The problem - Count the lines in the listing below that contain the string "black", treating uppercase and lowercase letters as distinct. Give only the number.

Items stored from a collection:
/---

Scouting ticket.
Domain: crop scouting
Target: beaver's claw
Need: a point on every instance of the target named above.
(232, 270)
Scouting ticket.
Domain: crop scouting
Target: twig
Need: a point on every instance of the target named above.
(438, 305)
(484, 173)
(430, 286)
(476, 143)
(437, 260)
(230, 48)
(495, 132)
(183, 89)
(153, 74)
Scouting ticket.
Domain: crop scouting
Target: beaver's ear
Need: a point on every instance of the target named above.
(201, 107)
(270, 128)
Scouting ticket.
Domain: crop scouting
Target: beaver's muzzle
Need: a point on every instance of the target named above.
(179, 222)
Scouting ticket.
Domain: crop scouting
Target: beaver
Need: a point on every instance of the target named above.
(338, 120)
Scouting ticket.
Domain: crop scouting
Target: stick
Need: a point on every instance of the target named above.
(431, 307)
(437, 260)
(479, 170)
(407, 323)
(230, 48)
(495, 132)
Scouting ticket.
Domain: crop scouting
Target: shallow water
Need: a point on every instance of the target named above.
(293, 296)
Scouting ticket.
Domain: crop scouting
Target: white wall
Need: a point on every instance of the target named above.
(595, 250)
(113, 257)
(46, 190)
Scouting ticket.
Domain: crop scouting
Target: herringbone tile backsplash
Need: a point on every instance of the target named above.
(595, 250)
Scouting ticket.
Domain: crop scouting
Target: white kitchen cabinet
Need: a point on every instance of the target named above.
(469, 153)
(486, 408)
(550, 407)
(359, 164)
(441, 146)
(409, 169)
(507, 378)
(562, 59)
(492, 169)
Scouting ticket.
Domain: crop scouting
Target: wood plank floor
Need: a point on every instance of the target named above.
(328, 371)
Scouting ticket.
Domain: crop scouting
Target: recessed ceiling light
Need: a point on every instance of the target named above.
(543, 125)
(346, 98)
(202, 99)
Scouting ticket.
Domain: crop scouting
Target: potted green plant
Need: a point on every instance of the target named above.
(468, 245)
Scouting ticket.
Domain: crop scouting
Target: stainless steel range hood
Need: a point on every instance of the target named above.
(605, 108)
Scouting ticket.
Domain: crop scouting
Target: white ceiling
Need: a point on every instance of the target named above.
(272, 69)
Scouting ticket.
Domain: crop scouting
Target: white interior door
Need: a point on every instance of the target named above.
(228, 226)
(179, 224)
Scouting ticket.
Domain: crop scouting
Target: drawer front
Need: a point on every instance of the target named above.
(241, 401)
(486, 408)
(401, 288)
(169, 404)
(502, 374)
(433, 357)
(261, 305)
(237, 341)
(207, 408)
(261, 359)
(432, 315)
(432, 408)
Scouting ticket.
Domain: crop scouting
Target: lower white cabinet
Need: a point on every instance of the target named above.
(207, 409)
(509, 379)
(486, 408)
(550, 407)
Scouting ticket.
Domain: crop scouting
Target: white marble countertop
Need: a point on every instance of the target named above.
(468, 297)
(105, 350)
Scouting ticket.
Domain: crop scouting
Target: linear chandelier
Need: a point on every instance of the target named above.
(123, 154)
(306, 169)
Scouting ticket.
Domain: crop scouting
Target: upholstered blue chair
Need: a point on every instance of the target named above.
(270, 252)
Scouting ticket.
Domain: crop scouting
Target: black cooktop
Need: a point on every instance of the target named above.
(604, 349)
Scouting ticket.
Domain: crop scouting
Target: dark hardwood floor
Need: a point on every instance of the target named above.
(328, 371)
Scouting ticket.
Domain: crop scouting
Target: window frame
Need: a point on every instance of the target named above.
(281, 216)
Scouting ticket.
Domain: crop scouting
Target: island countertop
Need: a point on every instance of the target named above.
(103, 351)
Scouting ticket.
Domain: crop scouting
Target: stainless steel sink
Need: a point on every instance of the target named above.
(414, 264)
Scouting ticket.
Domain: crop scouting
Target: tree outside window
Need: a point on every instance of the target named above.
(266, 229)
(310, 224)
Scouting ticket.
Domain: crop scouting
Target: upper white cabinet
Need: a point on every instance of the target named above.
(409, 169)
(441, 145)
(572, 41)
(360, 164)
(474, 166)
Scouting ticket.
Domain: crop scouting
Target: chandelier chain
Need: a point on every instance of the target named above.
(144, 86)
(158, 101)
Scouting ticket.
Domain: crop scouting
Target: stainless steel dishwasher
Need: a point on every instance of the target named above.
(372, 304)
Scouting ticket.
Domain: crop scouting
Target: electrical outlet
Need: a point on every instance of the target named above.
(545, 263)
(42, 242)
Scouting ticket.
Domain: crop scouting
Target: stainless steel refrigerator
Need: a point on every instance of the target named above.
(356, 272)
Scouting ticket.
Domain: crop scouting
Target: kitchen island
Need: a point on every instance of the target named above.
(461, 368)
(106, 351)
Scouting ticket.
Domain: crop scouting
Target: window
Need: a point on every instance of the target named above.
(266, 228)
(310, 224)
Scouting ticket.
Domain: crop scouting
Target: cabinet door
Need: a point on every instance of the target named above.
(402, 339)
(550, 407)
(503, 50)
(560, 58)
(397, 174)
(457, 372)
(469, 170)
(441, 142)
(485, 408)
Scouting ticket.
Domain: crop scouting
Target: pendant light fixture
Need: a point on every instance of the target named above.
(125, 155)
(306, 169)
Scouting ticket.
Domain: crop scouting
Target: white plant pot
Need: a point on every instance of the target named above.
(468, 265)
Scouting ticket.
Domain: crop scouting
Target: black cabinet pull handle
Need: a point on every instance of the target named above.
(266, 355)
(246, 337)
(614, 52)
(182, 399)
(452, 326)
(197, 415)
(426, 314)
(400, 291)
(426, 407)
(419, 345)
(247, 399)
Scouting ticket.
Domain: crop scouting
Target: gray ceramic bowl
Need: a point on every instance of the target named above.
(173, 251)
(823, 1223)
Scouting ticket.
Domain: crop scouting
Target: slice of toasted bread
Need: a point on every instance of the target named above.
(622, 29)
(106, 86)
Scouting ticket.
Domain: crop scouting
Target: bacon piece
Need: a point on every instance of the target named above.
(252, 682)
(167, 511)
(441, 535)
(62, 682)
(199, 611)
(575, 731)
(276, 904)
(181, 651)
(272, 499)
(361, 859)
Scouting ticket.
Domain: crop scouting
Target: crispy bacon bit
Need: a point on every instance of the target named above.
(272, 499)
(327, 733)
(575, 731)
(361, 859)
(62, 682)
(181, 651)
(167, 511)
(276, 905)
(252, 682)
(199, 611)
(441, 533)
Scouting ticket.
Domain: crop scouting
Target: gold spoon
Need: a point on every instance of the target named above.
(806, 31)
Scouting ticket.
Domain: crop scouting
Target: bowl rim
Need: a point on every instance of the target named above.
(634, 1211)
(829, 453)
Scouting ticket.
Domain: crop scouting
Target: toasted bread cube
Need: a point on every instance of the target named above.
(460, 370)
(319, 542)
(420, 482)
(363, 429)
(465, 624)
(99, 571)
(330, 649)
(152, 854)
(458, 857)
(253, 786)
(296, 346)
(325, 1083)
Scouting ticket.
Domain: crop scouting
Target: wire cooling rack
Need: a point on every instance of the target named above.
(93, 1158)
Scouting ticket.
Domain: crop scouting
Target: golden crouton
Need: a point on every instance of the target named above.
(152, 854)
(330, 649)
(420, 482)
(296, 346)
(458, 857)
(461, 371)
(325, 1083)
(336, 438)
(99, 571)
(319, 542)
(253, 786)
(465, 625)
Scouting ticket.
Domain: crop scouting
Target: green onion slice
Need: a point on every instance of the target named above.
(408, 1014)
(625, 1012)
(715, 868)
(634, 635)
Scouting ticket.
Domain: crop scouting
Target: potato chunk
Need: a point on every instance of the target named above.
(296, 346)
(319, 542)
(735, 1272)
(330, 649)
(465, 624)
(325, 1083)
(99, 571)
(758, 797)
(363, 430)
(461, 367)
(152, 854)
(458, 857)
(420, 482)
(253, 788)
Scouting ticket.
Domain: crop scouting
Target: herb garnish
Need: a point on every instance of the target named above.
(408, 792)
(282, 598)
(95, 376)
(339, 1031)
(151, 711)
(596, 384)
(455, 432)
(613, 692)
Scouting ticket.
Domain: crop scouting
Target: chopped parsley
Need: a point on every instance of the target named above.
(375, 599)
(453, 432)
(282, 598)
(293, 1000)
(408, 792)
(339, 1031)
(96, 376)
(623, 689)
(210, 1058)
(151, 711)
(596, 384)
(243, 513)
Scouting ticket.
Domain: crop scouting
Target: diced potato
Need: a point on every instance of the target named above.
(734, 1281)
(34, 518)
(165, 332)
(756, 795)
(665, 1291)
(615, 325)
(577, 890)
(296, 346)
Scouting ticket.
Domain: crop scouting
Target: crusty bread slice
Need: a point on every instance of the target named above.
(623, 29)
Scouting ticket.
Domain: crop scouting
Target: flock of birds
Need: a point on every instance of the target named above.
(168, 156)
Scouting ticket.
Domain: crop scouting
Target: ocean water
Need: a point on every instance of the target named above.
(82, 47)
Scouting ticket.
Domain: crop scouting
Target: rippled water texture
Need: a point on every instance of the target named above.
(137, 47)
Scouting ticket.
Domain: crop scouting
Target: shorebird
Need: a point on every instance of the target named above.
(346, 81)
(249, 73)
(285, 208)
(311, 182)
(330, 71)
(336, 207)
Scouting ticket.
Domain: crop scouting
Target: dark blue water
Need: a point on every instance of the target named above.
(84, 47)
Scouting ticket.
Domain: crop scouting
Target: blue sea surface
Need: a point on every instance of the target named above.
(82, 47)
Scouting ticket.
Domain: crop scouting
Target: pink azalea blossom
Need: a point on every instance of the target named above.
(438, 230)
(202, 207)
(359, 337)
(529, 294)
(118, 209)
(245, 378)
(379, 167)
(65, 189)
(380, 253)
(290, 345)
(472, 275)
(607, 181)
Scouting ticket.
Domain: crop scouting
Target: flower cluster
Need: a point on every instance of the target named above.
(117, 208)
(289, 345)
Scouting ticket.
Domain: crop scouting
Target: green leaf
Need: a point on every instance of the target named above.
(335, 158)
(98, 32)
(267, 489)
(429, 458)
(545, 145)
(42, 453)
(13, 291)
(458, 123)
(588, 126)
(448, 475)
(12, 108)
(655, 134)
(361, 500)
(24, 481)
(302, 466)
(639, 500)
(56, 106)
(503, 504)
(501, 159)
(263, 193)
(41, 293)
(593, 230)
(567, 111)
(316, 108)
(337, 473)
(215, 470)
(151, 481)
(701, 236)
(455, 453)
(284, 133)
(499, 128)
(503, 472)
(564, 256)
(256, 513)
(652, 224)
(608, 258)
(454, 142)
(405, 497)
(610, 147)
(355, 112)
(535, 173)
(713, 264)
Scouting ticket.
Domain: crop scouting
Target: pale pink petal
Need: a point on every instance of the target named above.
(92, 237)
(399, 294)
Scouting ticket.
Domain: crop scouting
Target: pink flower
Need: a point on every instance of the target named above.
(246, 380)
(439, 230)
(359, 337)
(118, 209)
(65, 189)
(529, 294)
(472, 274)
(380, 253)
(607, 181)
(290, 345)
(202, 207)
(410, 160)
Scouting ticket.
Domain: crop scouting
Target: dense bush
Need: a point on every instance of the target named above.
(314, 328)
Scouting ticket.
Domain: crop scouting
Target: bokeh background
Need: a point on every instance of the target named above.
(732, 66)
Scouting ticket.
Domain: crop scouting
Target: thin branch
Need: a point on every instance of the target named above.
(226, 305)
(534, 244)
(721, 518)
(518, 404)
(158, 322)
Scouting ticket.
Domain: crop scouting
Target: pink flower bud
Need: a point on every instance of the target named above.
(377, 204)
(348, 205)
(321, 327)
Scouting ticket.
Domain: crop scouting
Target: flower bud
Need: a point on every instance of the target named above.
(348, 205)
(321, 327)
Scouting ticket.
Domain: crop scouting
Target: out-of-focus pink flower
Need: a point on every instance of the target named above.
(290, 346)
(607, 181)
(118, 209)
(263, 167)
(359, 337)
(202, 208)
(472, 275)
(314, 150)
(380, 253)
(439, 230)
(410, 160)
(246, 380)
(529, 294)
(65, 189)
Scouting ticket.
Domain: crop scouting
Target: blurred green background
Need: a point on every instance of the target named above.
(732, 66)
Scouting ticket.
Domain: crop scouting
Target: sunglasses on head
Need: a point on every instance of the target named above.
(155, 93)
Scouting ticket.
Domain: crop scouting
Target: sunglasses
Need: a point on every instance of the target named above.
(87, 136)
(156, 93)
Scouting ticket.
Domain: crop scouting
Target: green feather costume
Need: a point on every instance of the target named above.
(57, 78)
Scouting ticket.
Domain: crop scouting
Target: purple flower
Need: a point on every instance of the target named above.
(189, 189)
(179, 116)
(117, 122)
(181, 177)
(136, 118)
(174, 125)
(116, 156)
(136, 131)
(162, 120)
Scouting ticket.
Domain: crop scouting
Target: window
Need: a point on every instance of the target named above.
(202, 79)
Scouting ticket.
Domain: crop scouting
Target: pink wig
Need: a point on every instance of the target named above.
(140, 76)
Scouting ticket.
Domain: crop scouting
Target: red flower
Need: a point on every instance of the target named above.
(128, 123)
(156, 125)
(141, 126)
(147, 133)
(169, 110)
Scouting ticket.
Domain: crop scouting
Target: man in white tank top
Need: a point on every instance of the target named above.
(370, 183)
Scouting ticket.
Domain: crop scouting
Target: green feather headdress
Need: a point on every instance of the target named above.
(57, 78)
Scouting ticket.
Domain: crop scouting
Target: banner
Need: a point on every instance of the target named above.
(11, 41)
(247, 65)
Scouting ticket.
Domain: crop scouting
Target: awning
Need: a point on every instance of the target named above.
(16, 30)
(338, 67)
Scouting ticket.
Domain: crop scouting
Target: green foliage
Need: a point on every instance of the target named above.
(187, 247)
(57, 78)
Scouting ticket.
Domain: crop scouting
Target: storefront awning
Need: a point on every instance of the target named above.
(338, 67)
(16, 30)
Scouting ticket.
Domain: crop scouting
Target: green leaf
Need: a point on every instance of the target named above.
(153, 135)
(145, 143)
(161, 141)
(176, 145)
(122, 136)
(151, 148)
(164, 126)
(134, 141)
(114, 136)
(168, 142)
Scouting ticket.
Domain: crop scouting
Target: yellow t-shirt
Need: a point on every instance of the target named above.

\---

Problem solution - 2